Exercise description.
Render each line of the rows below as one string in a JSON list, omitting blank lines.

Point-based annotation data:
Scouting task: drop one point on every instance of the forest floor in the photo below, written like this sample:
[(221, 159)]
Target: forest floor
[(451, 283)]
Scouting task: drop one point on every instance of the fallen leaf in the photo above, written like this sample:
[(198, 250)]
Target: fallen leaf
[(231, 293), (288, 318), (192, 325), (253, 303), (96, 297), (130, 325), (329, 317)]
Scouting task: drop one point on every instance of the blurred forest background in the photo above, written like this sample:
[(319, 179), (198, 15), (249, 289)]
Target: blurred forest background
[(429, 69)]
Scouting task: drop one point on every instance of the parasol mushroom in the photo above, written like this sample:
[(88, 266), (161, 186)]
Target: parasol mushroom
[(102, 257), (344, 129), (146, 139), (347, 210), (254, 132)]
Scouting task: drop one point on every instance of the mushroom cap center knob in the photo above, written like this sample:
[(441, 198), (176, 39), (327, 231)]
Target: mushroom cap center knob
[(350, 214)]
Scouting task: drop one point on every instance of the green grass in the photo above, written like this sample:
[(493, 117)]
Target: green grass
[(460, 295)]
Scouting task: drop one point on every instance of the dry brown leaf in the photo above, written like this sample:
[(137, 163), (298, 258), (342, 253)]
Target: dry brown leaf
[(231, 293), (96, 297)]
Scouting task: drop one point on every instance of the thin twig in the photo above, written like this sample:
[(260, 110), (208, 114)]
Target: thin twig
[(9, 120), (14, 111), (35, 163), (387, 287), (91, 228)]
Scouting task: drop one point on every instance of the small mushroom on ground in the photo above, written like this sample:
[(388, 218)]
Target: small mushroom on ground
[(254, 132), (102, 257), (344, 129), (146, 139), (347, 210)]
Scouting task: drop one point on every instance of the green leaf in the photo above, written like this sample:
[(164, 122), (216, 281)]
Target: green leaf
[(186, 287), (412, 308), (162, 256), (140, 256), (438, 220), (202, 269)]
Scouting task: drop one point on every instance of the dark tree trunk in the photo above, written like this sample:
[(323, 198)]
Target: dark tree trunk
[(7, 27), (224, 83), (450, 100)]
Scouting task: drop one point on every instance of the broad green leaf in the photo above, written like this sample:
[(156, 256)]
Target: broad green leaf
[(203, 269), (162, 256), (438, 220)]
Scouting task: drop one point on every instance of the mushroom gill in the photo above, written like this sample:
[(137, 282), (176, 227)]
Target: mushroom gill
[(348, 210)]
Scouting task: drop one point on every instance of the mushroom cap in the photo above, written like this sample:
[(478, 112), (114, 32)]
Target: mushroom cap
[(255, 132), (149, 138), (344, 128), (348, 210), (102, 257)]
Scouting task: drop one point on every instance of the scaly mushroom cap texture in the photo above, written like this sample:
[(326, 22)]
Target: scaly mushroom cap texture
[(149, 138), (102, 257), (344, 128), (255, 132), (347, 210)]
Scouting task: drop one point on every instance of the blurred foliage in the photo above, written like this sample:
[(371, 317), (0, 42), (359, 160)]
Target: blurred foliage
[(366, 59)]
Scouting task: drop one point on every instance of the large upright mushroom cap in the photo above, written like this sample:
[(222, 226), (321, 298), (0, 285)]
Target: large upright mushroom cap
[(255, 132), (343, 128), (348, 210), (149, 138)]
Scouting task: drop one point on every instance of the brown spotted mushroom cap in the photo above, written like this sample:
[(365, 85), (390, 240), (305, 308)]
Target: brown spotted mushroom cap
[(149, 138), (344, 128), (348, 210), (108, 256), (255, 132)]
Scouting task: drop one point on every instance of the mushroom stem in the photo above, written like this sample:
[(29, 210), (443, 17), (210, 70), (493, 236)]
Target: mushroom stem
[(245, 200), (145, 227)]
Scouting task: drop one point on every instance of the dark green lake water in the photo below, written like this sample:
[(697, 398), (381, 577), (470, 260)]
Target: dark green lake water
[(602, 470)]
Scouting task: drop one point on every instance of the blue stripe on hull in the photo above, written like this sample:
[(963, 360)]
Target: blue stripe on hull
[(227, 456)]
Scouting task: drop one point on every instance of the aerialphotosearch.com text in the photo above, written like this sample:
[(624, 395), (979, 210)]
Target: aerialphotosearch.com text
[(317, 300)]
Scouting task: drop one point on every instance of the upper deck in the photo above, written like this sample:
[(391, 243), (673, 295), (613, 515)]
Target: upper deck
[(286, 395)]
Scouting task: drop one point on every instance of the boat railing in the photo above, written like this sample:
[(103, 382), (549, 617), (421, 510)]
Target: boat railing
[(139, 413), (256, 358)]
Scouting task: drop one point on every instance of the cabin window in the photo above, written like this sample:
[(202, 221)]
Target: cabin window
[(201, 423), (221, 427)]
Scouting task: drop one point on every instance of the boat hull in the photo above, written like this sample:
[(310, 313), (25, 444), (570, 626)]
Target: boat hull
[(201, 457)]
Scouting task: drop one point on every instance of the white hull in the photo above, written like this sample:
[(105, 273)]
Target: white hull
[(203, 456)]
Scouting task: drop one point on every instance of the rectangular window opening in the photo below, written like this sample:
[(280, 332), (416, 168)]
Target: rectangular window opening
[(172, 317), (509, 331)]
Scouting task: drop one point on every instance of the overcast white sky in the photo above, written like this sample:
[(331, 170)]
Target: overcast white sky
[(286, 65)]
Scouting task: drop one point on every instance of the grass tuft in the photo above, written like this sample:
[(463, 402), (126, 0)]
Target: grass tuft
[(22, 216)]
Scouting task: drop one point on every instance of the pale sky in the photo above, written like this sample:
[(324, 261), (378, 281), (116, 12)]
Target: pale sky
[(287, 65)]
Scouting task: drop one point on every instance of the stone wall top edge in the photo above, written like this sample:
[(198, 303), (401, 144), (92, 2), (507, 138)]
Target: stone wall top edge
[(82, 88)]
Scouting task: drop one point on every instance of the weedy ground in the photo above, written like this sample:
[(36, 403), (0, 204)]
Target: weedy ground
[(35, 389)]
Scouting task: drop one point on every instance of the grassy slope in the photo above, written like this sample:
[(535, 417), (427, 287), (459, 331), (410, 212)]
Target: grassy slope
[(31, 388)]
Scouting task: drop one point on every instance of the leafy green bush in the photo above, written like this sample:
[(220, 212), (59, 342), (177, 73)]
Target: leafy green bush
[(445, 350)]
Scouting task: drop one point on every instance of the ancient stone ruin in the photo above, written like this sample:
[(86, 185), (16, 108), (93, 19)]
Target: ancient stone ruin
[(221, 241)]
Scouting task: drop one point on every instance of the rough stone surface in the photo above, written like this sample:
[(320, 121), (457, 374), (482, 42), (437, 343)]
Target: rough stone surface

Solution to this task.
[
  "Scouting task: drop one point on every instance of the forest floor in the photo below, written like this sample:",
  "[(221, 159)]",
  "Target: forest floor",
  "[(451, 283)]",
  "Scouting task: drop one point on every instance of the fallen leaf in the photo above, written like this sample:",
  "[(198, 250)]",
  "Target: fallen leaf",
  "[(231, 293), (288, 318), (192, 325), (253, 303), (96, 297), (130, 325), (329, 317)]",
  "Scouting task: drop one point on every instance of the blurred forest background in the photo above, written like this sample:",
  "[(319, 179), (198, 15), (249, 289)]",
  "Target: blurred forest background",
  "[(429, 69)]",
  "Scouting task: drop one point on every instance of the parasol mushroom in the photo above, written like this sample:",
  "[(88, 266), (161, 186)]",
  "Target: parasol mushroom",
  "[(102, 257), (344, 129), (146, 139), (347, 210), (254, 132)]",
  "Scouting task: drop one point on every instance of the mushroom cap center knob in the photo above, written like this sample:",
  "[(441, 198), (176, 39), (327, 231)]",
  "Target: mushroom cap center knob",
  "[(350, 214)]",
  "Scouting task: drop one point on every instance of the green grass in the photo above, written like this sample:",
  "[(493, 117)]",
  "Target: green grass",
  "[(460, 295)]",
  "Scouting task: drop one point on every instance of the dry brown leaf in the photo above, written like this sample:",
  "[(137, 163), (298, 258), (342, 253)]",
  "Target: dry brown leaf",
  "[(231, 293), (96, 297)]",
  "Scouting task: drop one point on every instance of the thin twig in the photo above, written like this sample:",
  "[(260, 110), (208, 114)]",
  "Target: thin twig",
  "[(9, 120), (14, 111), (35, 163), (387, 287), (91, 228)]",
  "Scouting task: drop one point on every instance of the small mushroom on ground in the photo above, written like this sample:",
  "[(388, 218)]",
  "Target: small mushroom on ground",
  "[(254, 132), (102, 257), (344, 129), (146, 139), (347, 210)]",
  "Scouting task: drop one point on every instance of the green leaf in the photo above, written like this sample:",
  "[(164, 122), (216, 281)]",
  "Target: green leaf",
  "[(186, 287), (412, 308), (162, 256), (140, 256), (438, 220), (202, 269)]",
  "Scouting task: drop one point on every instance of the dark tree trunk in the photo above, written like this sample:",
  "[(323, 198)]",
  "Target: dark tree trunk",
  "[(7, 27), (224, 83), (450, 100)]",
  "Scouting task: drop one point on every instance of the broad green leaf in the photo above, written like this sample:",
  "[(156, 256)]",
  "Target: broad green leaf",
  "[(203, 269), (162, 256), (438, 220)]",
  "Scouting task: drop one point on every instance of the mushroom gill in the photo above, written like this sample:",
  "[(137, 282), (176, 227)]",
  "Target: mushroom gill",
  "[(348, 210)]",
  "Scouting task: drop one point on every instance of the mushroom cap in the photo above, written like this sample:",
  "[(478, 112), (114, 32)]",
  "Target: mushroom cap",
  "[(255, 132), (149, 138), (344, 128), (348, 210), (102, 257)]",
  "Scouting task: drop one point on every instance of the scaly mushroom cap texture in the photo above, written like this sample:",
  "[(326, 22)]",
  "Target: scaly mushroom cap texture",
  "[(149, 138), (102, 257), (344, 128), (255, 132), (347, 210)]",
  "Scouting task: drop one point on every instance of the blurred foliage in the photo above, written like this sample:",
  "[(371, 317), (0, 42), (359, 160)]",
  "Target: blurred foliage",
  "[(366, 59)]",
  "Scouting task: drop one point on every instance of the large upright mushroom cap in the photo above, written like this sample:",
  "[(222, 226), (321, 298), (0, 285)]",
  "Target: large upright mushroom cap",
  "[(255, 132), (343, 128), (348, 210), (149, 138)]",
  "Scouting task: drop one point on every instance of the brown spotted mushroom cap in the photo above, written like this sample:",
  "[(365, 85), (390, 240), (305, 308)]",
  "Target: brown spotted mushroom cap",
  "[(149, 138), (344, 128), (348, 210), (108, 256), (255, 132)]",
  "Scouting task: drop one point on every instance of the mushroom stem in the photo above, written like this sample:",
  "[(29, 210), (443, 17), (210, 70), (493, 236)]",
  "Target: mushroom stem",
  "[(245, 200), (145, 227)]",
  "Scouting task: drop one point on every instance of the dark green lake water in the photo below, written like this sample:",
  "[(697, 398), (381, 577), (470, 260)]",
  "Target: dark green lake water",
  "[(602, 470)]",
  "Scouting task: drop one point on every instance of the blue stripe on hull in the photo above, written like this sample:",
  "[(963, 360)]",
  "Target: blue stripe on hull",
  "[(227, 456)]",
  "Scouting task: drop one point on every instance of the aerialphotosearch.com text in the photo above, written like this sample:",
  "[(624, 395), (979, 210)]",
  "Target: aerialphotosearch.com text",
  "[(317, 300)]",
  "Scouting task: drop one point on every instance of the upper deck in the photo above, written like this sample:",
  "[(391, 243), (673, 295), (613, 515)]",
  "Target: upper deck",
  "[(286, 395)]",
  "Scouting task: drop one point on every instance of the boat railing in the photo above, written like this sample:",
  "[(103, 382), (549, 617), (421, 510)]",
  "Target: boat railing",
  "[(139, 413), (256, 358)]",
  "Scouting task: drop one point on every instance of the cabin window in the photo above, written like this sample:",
  "[(202, 221)]",
  "Target: cabin window",
  "[(201, 423), (221, 427)]",
  "Scouting task: drop one point on every instance of the boat hull in the photo above, written like this sample:",
  "[(310, 313), (25, 444), (570, 626)]",
  "Target: boat hull",
  "[(201, 457)]",
  "Scouting task: drop one point on every instance of the white hull in the photo above, written like this sample:",
  "[(105, 273)]",
  "Target: white hull",
  "[(203, 456)]",
  "Scouting task: drop one point on every instance of the rectangular window opening in the photo below, written like this sample:",
  "[(280, 332), (416, 168)]",
  "Target: rectangular window opening",
  "[(172, 317), (509, 331)]",
  "Scouting task: drop one point on every instance of the overcast white sky in the photo above, written like this sample:",
  "[(331, 170)]",
  "Target: overcast white sky",
  "[(286, 65)]",
  "Scouting task: drop one point on every instance of the grass tuft in the photo above, written like this sample:",
  "[(463, 402), (126, 0)]",
  "Target: grass tuft",
  "[(22, 216)]",
  "Scouting task: drop one point on every instance of the pale sky in the photo above, written like this sample:",
  "[(324, 261), (378, 281), (116, 12)]",
  "Target: pale sky",
  "[(287, 65)]",
  "Scouting task: drop one point on every instance of the stone wall top edge in the photo above, written like this sample:",
  "[(198, 303), (401, 144), (92, 2), (507, 138)]",
  "Target: stone wall top edge",
  "[(82, 88)]",
  "Scouting task: drop one point on every instance of the weedy ground in the photo above, written like this sample:",
  "[(36, 403), (0, 204)]",
  "Target: weedy ground",
  "[(35, 389)]",
  "Scouting task: drop one point on every instance of the grassy slope in the photo above, written like this sample:",
  "[(535, 417), (427, 287), (459, 331), (410, 212)]",
  "Target: grassy slope",
  "[(31, 388)]",
  "Scouting task: drop one point on every instance of the leafy green bush in the photo above, written like this sample:",
  "[(220, 212), (59, 342), (177, 73)]",
  "Target: leafy green bush",
  "[(445, 350)]",
  "Scouting task: drop one point on every instance of the ancient stone ruin in the photo above, written like this sample:",
  "[(86, 185), (16, 108), (93, 19)]",
  "Target: ancient stone ruin",
  "[(221, 241)]",
  "Scouting task: drop one point on every instance of the rough stone surface in the photo above, written like this sample:",
  "[(320, 121), (457, 374), (482, 42), (437, 343)]",
  "Target: rough stone surface"
]